══ TEXTO PROPORCIONADO

Pasen y vean: el Halloween de los payasos más siniestros del cine
Los recientes estrenos de It: Capítulo 2 y de Joker han devuelto al arquetipo del payaso y el miedo que nos causa en el centro del debate cultural actual. Un miedo que ha cruzado las fronteras de lo real en el caso de Joker y sus estrenos en cines custodiados con vigilantes armados. La viralidad de Internet ha hecho el resto. No sabemos si el bufón asesino ha llegado para quedarse, pero sin duda forma parte del crisol de imágenes que conforman los sueños y los miedos de nuestro presente.
Por supuesto, unos cuantos autores de ficción han trabajado sobre estos temores. Quizá, entre otros motivos, porque la figura del payaso conecta con el mundo infantil y sus fobias superadas o por superar.

════

# TUS INSTRUCCIONES:
Continúa el artículo sobre los payasos más siniestros del cine a partir de su última oración.

══ DATOS PARA REVISAR

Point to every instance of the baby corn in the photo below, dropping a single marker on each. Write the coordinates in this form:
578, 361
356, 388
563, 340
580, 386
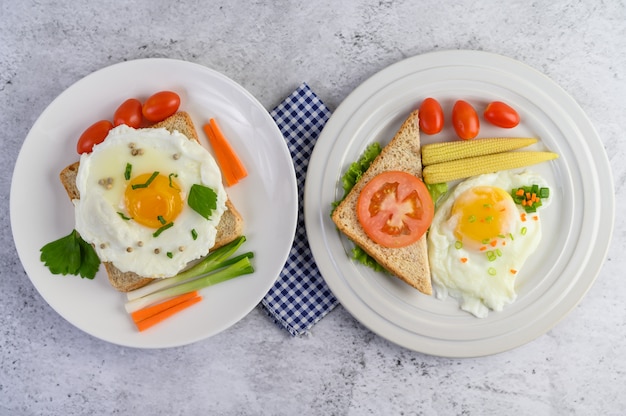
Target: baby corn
443, 152
471, 166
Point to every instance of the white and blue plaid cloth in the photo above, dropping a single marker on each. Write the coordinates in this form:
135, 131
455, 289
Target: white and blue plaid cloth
300, 297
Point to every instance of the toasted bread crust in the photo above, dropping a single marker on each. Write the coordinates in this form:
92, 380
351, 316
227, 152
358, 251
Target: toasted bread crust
409, 263
229, 228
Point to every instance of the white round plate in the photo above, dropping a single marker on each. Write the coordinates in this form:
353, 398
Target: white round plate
577, 225
267, 199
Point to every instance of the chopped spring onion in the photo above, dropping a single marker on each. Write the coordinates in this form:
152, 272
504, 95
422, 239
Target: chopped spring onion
148, 182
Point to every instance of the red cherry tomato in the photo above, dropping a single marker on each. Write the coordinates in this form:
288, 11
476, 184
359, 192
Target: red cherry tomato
395, 209
161, 105
129, 113
501, 115
94, 134
465, 120
431, 116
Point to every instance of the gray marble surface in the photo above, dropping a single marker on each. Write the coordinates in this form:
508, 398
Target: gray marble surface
48, 367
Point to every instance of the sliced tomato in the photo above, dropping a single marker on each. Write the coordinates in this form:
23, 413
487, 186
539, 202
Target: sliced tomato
395, 209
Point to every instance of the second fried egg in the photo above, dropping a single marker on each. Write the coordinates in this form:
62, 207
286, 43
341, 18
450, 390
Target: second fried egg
480, 238
134, 200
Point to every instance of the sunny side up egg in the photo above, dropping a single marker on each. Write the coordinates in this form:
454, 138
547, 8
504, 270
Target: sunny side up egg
133, 200
480, 238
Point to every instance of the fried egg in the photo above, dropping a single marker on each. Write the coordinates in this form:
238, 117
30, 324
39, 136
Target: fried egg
480, 238
133, 208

════

# RESULTADO:
Y el cine, que nació con un pie y medio en la barraca de feria, en el espectáculo de variedades en contacto con lo circense, no podía dejar pasar la oportunidad de llevarla a terrenos inquietantes desde mucho antes que Halloween se convirtiese en una fiesta global. Al fin y al cabo, ese Joker que nació para enfrentarse a Batman en el muy lejano año 1940, tuvo su precedente en una obra filmada en los últimos tiempos del cine mudo.
Los orígenes del principal antagonista del Hombre Murciélago fueron explicados de manera moderadamente diferente por las personas implicadas. En todas ellas tenía alguna importancia, mayor o menor, la estética del protagonista de El hombre que ríe (1928), adaptación cinematográfica de la novela homónima de Victor Hugo.
En ese filme, dirigido por el alemán Paul Leni (El legado tenebroso, 1927), el protagonista era víctima de una red que traficaba con niños y los deformaba quirúrgicamente para que apareciesen en espectáculos de fenómenos. El niño se hacía mayor, siempre con una sonrisa grotesca grabada en su cara deformada.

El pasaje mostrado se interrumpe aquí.